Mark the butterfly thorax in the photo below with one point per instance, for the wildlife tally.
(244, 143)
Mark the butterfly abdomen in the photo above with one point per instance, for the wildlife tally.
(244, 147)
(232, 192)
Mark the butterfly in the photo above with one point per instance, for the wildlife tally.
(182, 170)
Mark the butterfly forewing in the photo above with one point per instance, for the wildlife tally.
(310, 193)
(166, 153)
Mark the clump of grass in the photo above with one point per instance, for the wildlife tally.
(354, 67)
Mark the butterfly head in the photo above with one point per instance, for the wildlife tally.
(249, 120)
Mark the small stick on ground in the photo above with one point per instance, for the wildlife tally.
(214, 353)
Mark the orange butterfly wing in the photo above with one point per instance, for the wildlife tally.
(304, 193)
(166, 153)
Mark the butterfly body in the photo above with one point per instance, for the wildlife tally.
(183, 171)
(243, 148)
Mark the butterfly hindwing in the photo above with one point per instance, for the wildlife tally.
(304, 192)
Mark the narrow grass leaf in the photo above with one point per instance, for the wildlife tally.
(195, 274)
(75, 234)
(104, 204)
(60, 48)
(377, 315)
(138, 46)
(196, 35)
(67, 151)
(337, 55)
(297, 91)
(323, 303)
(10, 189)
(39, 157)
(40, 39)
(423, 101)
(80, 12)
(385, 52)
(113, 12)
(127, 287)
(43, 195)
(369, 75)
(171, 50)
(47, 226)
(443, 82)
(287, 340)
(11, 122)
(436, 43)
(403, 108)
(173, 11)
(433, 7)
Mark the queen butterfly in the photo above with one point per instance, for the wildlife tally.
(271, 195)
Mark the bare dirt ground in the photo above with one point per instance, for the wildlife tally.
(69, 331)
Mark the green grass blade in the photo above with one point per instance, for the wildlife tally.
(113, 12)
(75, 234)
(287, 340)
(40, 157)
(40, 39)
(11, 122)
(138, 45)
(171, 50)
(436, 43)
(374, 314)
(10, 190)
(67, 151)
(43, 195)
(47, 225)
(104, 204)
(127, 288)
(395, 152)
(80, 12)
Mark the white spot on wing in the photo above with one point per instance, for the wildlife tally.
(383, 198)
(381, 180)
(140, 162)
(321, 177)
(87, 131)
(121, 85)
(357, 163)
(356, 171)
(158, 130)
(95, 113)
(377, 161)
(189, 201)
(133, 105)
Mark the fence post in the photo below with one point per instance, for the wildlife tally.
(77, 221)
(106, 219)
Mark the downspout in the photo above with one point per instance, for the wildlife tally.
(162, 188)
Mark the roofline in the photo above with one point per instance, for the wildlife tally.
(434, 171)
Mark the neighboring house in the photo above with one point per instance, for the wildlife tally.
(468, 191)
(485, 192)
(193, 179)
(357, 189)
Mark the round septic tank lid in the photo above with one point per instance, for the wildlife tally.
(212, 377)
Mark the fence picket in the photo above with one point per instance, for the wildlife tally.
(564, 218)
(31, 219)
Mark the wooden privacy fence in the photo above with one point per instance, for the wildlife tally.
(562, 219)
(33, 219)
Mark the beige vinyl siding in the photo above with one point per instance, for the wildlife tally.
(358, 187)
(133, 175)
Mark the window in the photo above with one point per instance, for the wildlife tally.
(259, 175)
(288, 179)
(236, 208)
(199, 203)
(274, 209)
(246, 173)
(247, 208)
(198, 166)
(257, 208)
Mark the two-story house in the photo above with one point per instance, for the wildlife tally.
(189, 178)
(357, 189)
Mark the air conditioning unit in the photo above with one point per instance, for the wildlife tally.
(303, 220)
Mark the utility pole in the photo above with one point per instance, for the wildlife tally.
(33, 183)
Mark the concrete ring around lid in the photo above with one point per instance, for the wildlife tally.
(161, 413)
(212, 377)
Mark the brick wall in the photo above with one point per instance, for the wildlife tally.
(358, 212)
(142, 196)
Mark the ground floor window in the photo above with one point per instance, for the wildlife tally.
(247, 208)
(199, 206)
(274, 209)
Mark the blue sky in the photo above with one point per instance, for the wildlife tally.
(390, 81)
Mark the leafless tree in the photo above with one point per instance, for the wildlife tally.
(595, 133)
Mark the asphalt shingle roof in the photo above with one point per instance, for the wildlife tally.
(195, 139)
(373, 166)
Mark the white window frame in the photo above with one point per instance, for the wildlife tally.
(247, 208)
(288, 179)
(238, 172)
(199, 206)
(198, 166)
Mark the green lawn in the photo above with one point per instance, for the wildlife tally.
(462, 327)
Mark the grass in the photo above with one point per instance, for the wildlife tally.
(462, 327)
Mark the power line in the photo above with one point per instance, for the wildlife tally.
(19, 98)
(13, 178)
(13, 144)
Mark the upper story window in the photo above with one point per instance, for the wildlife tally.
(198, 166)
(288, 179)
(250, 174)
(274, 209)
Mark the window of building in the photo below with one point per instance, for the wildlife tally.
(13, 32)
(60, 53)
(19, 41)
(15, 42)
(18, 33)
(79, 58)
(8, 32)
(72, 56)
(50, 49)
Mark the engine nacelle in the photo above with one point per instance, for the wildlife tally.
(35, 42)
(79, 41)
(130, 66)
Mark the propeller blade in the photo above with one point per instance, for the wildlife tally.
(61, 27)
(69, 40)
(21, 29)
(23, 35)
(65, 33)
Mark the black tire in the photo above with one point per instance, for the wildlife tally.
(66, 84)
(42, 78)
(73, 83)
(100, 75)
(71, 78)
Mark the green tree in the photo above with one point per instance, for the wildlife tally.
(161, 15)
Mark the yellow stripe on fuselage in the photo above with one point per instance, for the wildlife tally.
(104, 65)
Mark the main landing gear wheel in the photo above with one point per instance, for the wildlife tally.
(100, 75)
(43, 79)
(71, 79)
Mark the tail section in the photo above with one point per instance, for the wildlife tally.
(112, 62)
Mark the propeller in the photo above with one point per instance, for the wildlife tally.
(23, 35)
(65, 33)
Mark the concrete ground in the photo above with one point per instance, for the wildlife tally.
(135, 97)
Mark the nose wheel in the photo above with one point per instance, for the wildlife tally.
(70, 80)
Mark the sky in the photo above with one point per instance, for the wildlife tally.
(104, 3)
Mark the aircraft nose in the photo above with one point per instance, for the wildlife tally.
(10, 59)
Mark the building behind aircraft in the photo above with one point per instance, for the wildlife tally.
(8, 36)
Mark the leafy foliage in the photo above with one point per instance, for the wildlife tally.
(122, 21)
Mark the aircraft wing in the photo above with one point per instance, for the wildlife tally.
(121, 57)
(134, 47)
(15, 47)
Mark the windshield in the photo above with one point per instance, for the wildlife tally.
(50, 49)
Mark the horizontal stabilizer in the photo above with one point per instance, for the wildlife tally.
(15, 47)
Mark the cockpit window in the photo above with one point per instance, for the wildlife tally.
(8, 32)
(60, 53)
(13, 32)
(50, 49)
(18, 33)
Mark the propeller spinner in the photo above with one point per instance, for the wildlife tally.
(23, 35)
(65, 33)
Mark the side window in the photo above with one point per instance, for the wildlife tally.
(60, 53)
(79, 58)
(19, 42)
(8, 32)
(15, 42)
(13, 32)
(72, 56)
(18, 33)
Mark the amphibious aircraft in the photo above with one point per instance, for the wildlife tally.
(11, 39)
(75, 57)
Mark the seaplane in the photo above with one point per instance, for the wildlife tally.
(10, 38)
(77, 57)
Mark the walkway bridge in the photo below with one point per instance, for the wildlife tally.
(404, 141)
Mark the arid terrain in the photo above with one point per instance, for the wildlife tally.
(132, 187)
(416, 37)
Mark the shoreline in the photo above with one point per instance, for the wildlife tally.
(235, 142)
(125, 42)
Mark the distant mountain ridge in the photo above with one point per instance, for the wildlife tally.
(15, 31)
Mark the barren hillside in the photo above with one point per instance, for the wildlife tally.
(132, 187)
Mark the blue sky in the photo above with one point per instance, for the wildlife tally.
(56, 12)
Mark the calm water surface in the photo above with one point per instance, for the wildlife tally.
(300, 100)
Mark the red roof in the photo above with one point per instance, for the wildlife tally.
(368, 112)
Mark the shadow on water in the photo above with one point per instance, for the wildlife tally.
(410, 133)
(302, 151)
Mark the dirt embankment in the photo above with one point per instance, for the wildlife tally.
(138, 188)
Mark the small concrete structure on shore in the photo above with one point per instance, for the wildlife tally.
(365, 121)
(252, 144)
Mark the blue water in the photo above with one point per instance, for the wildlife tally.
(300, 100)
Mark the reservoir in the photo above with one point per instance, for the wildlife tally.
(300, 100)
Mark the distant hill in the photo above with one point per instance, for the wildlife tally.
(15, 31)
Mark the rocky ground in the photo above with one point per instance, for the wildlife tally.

● ● ● ●

STATED GOAL:
Find the line with "Mark the amphibious" in the listing above, then write out that line and each remaining line exactly, with no other text.

REPLY:
Mark the amphibious aircraft in the photo above with one point per instance, for the wildlife tally.
(11, 39)
(75, 57)
Mark the seaplane in the photo above with one point per instance, for the wildlife tally.
(10, 38)
(77, 57)
Mark the walkway bridge in the photo below with one point per instance, for the wildlife tally.
(404, 141)
Mark the arid terrain in the photo above with one point per instance, for the wildlife tally.
(132, 187)
(416, 37)
Mark the shoreline in the photo above with one point per instance, for the wildlife tally.
(235, 142)
(125, 42)
Mark the distant mountain ridge in the photo above with one point per instance, for the wildlife tally.
(15, 31)
Mark the barren hillside in the photo above with one point per instance, for the wildlife tally.
(132, 187)
Mark the blue sky in the photo above with one point per instance, for the wildlife tally.
(56, 12)
Mark the calm water surface in the photo above with one point per instance, for the wildlife tally.
(300, 100)
Mark the red roof in the photo above with one point per instance, for the wildlife tally.
(368, 112)
Mark the shadow on water in the photo above with one point per instance, for the wildlife tally.
(410, 133)
(302, 151)
Mark the dirt embankment in the photo above with one point per instance, for the wildlife tally.
(138, 188)
Mark the small concrete structure on shore in the photo above with one point per instance, for the wildlife tally.
(365, 121)
(252, 144)
Mark the blue water in the photo above with one point per instance, for the wildlife tally.
(300, 100)
Mark the reservoir in the photo above with one point per instance, for the wildlife tally.
(300, 100)
Mark the distant hill in the photo above with one point per instance, for the wildlife tally.
(15, 31)
Mark the rocky ground in the photo above with one point per instance, for the wildlife tally.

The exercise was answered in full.